Top of DATA SECTION

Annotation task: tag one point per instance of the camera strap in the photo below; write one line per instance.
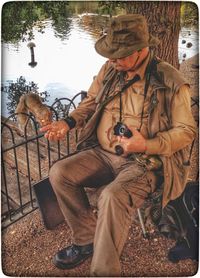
(149, 70)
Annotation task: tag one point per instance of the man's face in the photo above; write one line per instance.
(126, 63)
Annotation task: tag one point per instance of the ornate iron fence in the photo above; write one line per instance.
(26, 157)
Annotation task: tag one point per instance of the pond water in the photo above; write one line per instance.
(66, 65)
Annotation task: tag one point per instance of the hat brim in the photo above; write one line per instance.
(107, 51)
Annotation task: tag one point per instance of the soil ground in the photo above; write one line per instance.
(28, 247)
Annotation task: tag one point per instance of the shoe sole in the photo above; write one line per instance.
(70, 266)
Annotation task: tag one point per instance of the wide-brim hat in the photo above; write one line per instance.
(125, 34)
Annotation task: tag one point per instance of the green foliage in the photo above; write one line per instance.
(16, 90)
(111, 7)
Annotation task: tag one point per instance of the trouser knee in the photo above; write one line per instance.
(56, 177)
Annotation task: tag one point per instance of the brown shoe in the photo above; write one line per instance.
(72, 256)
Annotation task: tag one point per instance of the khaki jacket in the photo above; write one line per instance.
(171, 127)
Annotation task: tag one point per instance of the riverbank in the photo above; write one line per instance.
(28, 248)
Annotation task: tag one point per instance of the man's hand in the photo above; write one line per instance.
(56, 130)
(134, 144)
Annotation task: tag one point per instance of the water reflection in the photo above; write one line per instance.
(66, 60)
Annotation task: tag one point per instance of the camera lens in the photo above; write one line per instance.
(122, 130)
(119, 150)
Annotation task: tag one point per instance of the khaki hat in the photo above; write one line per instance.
(125, 34)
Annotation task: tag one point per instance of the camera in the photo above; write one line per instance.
(121, 129)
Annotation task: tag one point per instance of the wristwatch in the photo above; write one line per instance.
(70, 121)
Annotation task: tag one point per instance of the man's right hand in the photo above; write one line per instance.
(55, 131)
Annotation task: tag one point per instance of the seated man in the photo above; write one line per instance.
(137, 128)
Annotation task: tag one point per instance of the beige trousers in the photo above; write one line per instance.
(127, 186)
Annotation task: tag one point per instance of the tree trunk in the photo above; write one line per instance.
(164, 22)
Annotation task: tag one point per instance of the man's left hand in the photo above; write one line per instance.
(134, 144)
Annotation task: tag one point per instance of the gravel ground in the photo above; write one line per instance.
(28, 248)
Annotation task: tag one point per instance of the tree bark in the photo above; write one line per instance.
(164, 22)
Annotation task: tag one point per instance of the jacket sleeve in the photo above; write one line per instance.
(183, 129)
(87, 107)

Bottom of DATA SECTION

* _WHAT THE TASK REQUIRES_: The reply must hold each line of the records verbatim and no pictures.

* _RESPONSE BOX_:
Annotation task: tag one point per instance of the camera strap in the photo below; write one line per instance.
(149, 70)
Annotation task: tag one point per instance of the man's face in the photo above; write one line per instance.
(126, 63)
Annotation task: tag one point per instance of the ornate iron fence in the photo above; write one line per instance.
(26, 157)
Annotation task: tag one point per instance of the pond water in the photo above; write one line per instance.
(66, 65)
Annotation task: tag one point per instance of the hat brim in the photo above; write one line per instance.
(107, 51)
Annotation task: tag one point per instance of the soil ground in the photo above; write one line per instance.
(28, 247)
Annotation task: tag one point per instance of the shoe sole in the photo above; write one line per instance.
(70, 266)
Annotation task: tag one point per instance of the wide-brim hat in the photo above; write one line per instance.
(125, 34)
Annotation task: tag one point per instance of the green foliage in the photo above; write one line per instance.
(16, 90)
(111, 7)
Annotation task: tag one point per instance of the trouser knee in the photo above; write one line per instance.
(56, 177)
Annotation task: tag one point per instance of the brown shoe in the photo above; write one line per instance.
(72, 256)
Annotation task: tag one point per instance of the khaki jacket in the photo above; write one line per instance.
(171, 127)
Annotation task: tag one point per instance of the riverbank in the photo above; write one line per instance.
(28, 248)
Annotation task: tag one point per instance of the man's hand in the photo above; write one line per instance.
(56, 130)
(134, 144)
Annotation task: tag one point per instance of the water reflection in the photo above; write one line per instance.
(66, 60)
Annotation task: tag one point per instance of the camera lens in the photo above; write one line per instance.
(122, 130)
(119, 150)
Annotation task: tag one point per instance of the khaki hat in the photo above; write one line per instance.
(125, 34)
Annotation task: tag one point per instance of the camera in the photo above; write one line per instance.
(121, 129)
Annotation task: tag one point per instance of the wristwatch in the photo above; write one line per instance.
(70, 121)
Annotation task: tag one point per instance of the man's right hand in the photo above; write one line per instance.
(55, 131)
Annotation task: tag one point per instance of the seated man in the photo above; write one line per instance.
(137, 128)
Annotation task: tag one point per instance of the beige trousers in the photo above; write one line per instance.
(127, 186)
Annotation task: tag one point per instance of the tree trunk in the photo above; write one line per instance.
(164, 22)
Annotation task: tag one point per instance of the man's left hand in the photo above; write one line per instance.
(134, 144)
Annotation task: tag one point per instance of the gravel ground in the photo above; write one line per instance.
(28, 248)
Annotation task: tag one point per instance of the tree bark in the photo above; write one line per instance.
(164, 22)
Annotation task: tag one point per instance of the jacket sleeve in the photo above; write one line per instance.
(183, 129)
(87, 107)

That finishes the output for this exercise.